Collected data:
------------------------

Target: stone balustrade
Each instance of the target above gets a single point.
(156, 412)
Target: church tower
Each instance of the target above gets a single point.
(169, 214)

------------------------

Problem: Rewrite the data with every "instance" swapped for "occurrence", keeping everything else the same.

Output of the task:
Target: stone balustrade
Each occurrence of the target above gets a single point.
(156, 412)
Target: church tower
Each occurrence of the target above gets a single point.
(169, 214)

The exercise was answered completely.